What to work on:
Reproduce the data below, substituting "roadside strip" for each occurrence of "grass verge" and keeping every other character the same.

Information shown:
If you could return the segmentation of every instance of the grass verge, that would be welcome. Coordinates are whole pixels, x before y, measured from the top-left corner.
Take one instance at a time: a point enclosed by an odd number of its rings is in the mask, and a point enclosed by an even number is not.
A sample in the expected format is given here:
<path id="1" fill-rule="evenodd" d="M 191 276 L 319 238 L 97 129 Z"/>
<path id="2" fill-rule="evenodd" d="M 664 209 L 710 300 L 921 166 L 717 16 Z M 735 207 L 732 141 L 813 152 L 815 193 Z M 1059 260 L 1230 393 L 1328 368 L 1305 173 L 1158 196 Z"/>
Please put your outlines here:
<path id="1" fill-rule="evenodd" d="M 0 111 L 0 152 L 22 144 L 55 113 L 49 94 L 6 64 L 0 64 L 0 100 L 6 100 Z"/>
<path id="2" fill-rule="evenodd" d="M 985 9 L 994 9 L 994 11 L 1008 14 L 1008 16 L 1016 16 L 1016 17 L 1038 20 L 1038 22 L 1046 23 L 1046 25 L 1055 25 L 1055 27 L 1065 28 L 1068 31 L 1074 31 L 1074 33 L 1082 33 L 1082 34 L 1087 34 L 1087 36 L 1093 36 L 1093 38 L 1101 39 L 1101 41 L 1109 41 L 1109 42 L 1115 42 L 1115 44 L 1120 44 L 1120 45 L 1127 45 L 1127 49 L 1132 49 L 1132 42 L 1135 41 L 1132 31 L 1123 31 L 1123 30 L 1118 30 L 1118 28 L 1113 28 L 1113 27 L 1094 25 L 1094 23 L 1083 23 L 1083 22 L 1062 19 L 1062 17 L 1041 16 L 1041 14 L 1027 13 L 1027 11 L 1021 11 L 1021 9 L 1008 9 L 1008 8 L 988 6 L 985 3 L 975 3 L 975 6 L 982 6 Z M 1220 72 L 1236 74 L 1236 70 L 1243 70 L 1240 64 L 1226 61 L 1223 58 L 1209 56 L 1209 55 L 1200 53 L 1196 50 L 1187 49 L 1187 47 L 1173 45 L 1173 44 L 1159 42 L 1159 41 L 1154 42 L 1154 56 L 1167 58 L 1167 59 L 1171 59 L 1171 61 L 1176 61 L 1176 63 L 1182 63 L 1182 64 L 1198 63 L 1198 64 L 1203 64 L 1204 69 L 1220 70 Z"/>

Written reply:
If you could return the segmentation of every instance of the roadside strip, that would be welcome. Coordinates are whole pixels, x before y, measured from the top-left corner.
Take one instance at a time: a point enclosed by an odd number of its rings is in the mask, and a point enclosed by an even number is not.
A sample in the expected format is given here:
<path id="1" fill-rule="evenodd" d="M 191 276 L 319 238 L 97 129 Z"/>
<path id="2" fill-rule="evenodd" d="M 664 209 L 710 300 L 921 166 L 717 16 Z M 735 207 L 732 141 L 813 152 L 815 193 Z M 1059 260 L 1230 393 L 1328 368 L 1305 173 L 1158 196 Z"/>
Please put your outlines here:
<path id="1" fill-rule="evenodd" d="M 0 111 L 0 152 L 22 144 L 55 113 L 49 94 L 6 64 L 0 64 L 0 100 L 6 100 Z"/>
<path id="2" fill-rule="evenodd" d="M 985 9 L 994 9 L 994 11 L 1008 14 L 1008 16 L 1016 16 L 1016 17 L 1038 20 L 1038 22 L 1046 23 L 1046 25 L 1055 25 L 1055 27 L 1065 28 L 1068 31 L 1074 31 L 1074 33 L 1082 33 L 1082 34 L 1087 34 L 1087 36 L 1093 36 L 1093 38 L 1101 39 L 1101 41 L 1109 41 L 1109 42 L 1115 42 L 1115 44 L 1120 44 L 1120 45 L 1127 45 L 1127 49 L 1132 49 L 1132 42 L 1135 41 L 1132 31 L 1123 31 L 1123 30 L 1118 30 L 1118 28 L 1113 28 L 1113 27 L 1094 25 L 1094 23 L 1083 23 L 1083 22 L 1062 19 L 1062 17 L 1041 16 L 1041 14 L 1027 13 L 1027 11 L 1021 11 L 1021 9 L 1008 9 L 1008 8 L 988 6 L 985 3 L 975 3 L 975 6 L 982 6 Z M 1220 72 L 1236 74 L 1236 70 L 1243 70 L 1240 64 L 1226 61 L 1223 58 L 1209 56 L 1209 55 L 1200 53 L 1196 50 L 1187 49 L 1187 47 L 1173 45 L 1173 44 L 1159 42 L 1159 41 L 1154 42 L 1154 56 L 1167 58 L 1167 59 L 1171 59 L 1171 61 L 1176 61 L 1176 63 L 1182 63 L 1182 64 L 1198 63 L 1198 64 L 1203 64 L 1204 69 L 1220 70 Z"/>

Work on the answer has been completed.